— start Quoted passage —

To push this development further, regulators should clarify what can be legally regard as ESG-compatible, ideally through international frameworks to unambiguously define the meaning. The EU sustainable finance taxonomy is a step in that direction.

In 2020, global investments into the renewable energy transition amounted to 303 billion dollars according to estimates. However, the 60 largest global banks financed activities of the fossil fuel industry worth 750 billion dollars over the same year.

Risk and reward

The question remains as to why financial actors are so eager to promote the transition towards climate action. Why is ESG sensitivity is growing? Given that the exuberance, excess, miscalculations, and astonishing lack of risk awareness in the financial sector led the world economy to the brink of collapse in 2008, its claim to wish to avert environmental breakdown seems suspicious at first glance.

Rather than attributing this change to a presumed deliberation about the institutional responsibility of banks or catharsis in the financial sector, it should instead be understood within the systematic considerations embedded in the operating logic of financial markets. All too often the behaviour and daily business of financial markets appear opaque. Colourful charts on desktops depict ominous performances, murky terms, and complex formulae. For outsiders and insiders alike, it can be difficult to understand what this is all about. Clarifying the core purpose of financial markets might help to overcome intimidation or confusion.

Five principles need to be taken into consideration to understand how modern finance works. First, financial markets assess the price one must pay to borrow money, the cost of capital. Second, the costs of money are basically defined by the risk involved and attached. Third, the riskier an investment, the higher the costs. Money is priced according to the riskiness of the investment. Fourth, financial markets are the dedicated structures that modern societies have created to exchange risk against money. Fifth, the common perception of risk recognises that even the ordinary course of things might be interrupted by unexpected changes of circumstances. Normality must be able to deal with possible interferences, but diversified portfolios manage to rebalance this insecurity and allow risks to be softened.

Financial markets pair certain attitudes to risk with corresponding rewards. The higher the risk one is willing to take, the higher the potential gains must be (since the potential losses are more severe as well). Practical theories such as the “capital asset pricing model”, probably the most important framework in equity markets nowadays, directly correlate the riskiness of an asset to the costs of capital.

Assessing the riskiness of an investment depends on two reference values: risk-free assets and the returns achieved by the entire market. Risk-free assets would be US treasury bills or bonds issued by the European Central Bank because they do not carry any specific risk. Even investing in risk-free assets rewards lenders with interests on the investment. Assuming for the sake of argument that the interest rate on a national bond is 2 per cent, this means that avoiding any risk would be rewarded with an interest rate of 2 per cent. An investor could also decide to hold a portfolio that resembles the market as a whole. This means taking on the risk inherently present in the market, and is referred to as the systematic risk. Assuming again for the sake of argument that the value of a fully diversified market portfolio grows by 8 per cent annually, then in this case, taking on the systematic risk results in a return of 8 per cent. The difference between the risk-free asset – interest rate of 2 per cent – and the market yield – interest rate of 8 per cent – would amount to 6 per cent, the so-called market risk premium. To sum up, accepting no risk at all guarantees a reward of 2 per cent, taking on the systematic risk in the market is compensated by 8 per cent, and so the premium equals 6 per cent.

— end Quoted passage —
— start Given entries —

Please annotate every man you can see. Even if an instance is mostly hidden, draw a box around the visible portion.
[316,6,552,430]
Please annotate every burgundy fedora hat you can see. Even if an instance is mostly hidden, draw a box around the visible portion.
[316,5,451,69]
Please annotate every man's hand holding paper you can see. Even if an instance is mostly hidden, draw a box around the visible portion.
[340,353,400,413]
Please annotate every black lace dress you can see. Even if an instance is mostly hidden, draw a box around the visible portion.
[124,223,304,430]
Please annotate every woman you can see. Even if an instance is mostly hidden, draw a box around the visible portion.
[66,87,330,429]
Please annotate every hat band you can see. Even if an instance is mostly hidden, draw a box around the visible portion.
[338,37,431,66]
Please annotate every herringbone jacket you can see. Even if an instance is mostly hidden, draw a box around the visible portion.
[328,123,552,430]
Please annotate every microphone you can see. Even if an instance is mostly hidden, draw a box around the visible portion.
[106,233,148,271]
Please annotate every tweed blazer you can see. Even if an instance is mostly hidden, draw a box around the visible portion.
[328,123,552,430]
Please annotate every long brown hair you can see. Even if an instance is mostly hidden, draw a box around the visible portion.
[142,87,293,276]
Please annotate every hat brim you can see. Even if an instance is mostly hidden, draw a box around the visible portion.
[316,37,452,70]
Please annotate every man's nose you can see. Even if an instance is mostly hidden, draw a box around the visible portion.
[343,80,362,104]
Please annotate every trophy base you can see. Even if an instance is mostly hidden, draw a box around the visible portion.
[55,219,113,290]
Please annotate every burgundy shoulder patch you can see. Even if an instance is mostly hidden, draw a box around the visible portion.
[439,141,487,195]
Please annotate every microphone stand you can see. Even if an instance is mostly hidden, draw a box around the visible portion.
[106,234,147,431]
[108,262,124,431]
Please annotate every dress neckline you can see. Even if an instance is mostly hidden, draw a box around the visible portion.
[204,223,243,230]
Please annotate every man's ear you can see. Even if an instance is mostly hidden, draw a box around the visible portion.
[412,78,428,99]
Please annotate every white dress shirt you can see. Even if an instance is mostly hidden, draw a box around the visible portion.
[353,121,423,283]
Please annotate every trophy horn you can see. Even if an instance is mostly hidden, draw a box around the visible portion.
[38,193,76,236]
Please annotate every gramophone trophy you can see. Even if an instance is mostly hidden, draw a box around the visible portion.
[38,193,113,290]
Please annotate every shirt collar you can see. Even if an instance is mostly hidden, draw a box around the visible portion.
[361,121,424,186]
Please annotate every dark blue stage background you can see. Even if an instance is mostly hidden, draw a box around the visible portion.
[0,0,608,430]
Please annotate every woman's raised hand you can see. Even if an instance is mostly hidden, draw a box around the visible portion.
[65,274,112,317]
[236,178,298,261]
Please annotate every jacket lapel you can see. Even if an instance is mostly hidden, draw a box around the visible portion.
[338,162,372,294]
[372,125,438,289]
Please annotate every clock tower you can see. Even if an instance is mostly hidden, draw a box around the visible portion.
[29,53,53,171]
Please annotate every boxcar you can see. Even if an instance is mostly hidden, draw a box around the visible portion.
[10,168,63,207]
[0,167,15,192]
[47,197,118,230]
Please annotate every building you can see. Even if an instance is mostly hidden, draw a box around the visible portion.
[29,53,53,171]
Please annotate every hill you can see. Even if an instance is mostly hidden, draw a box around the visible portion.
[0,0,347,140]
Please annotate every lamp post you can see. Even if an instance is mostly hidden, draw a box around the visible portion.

— end Given entries —

> [Complete the following]
• 1. In the ESG finance passage, what was the worth of the fossil fuel industry activities that the 60 largest global banks financed in 2020?
• 2. Retype the ESG finance passage from "To push this" up to and including "the same year.".

> [Replies]
• 1. 750 billion dollars.

• 2.
To push this development further, regulators should clarify what can be legally regard as ESG-compatible, ideally through international frameworks to unambiguously define the meaning. The EU sustainable finance taxonomy is a step in that direction.

In 2020, global investments into the renewable energy transition amounted to 303 billion dollars according to estimates. However, the 60 largest global banks financed activities of the fossil fuel industry worth 750 billion dollars over the same year.